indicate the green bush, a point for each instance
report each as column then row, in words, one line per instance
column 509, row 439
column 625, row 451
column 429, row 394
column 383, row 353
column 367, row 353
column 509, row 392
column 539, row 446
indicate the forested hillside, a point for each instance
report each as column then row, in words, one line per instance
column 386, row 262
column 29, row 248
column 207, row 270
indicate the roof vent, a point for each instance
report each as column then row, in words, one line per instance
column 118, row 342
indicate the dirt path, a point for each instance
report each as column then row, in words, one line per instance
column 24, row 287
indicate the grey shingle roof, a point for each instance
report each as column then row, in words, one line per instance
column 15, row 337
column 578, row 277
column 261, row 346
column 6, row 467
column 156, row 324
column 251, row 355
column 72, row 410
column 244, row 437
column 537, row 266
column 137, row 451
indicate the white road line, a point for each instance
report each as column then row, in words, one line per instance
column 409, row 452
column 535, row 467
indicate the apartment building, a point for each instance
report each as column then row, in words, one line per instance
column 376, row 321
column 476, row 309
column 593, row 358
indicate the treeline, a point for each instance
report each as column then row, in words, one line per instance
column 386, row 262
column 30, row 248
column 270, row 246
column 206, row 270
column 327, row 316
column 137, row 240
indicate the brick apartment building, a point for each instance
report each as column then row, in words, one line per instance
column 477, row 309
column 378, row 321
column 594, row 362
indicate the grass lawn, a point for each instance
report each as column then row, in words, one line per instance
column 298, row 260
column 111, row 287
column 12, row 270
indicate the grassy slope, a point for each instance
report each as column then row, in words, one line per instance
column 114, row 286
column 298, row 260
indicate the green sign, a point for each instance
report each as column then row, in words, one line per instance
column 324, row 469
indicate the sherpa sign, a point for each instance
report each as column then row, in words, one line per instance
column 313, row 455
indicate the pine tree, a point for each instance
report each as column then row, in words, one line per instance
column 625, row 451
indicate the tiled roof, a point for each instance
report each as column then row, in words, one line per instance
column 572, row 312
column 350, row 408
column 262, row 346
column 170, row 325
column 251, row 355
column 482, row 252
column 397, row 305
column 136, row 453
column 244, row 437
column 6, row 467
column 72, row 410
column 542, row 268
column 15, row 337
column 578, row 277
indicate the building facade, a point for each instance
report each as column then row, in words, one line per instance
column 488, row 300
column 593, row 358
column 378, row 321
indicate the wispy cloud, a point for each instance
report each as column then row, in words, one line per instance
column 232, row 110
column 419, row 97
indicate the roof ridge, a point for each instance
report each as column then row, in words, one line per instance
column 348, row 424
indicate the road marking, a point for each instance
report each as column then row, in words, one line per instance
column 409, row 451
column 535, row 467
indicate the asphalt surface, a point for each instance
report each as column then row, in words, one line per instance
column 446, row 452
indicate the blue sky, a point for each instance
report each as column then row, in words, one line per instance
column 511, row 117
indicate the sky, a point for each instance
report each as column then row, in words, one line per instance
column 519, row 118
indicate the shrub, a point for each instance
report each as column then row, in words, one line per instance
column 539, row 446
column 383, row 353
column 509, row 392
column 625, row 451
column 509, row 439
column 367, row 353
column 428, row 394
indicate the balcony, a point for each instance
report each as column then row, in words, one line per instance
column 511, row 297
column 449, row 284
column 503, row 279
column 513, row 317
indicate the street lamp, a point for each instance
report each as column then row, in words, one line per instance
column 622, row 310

WHAT IS EXPECTED:
Reproduce the records above word for word, from the very first line down through the line that contains "column 24, row 287", including both ends.

RESULT OF THIS TASK:
indicate the green bush, a point for each instance
report each as column then row, in words, one line per instance
column 509, row 439
column 625, row 451
column 429, row 394
column 383, row 353
column 367, row 353
column 509, row 392
column 539, row 446
indicate the forested hillside, a point for each instance
report each as column then row, in words, one line per instance
column 386, row 262
column 29, row 248
column 207, row 270
indicate the roof vent, a point for each instance
report each as column then row, in words, one line per instance
column 118, row 342
indicate the dirt path, a point for each instance
report each as column then row, in words, one line per instance
column 24, row 287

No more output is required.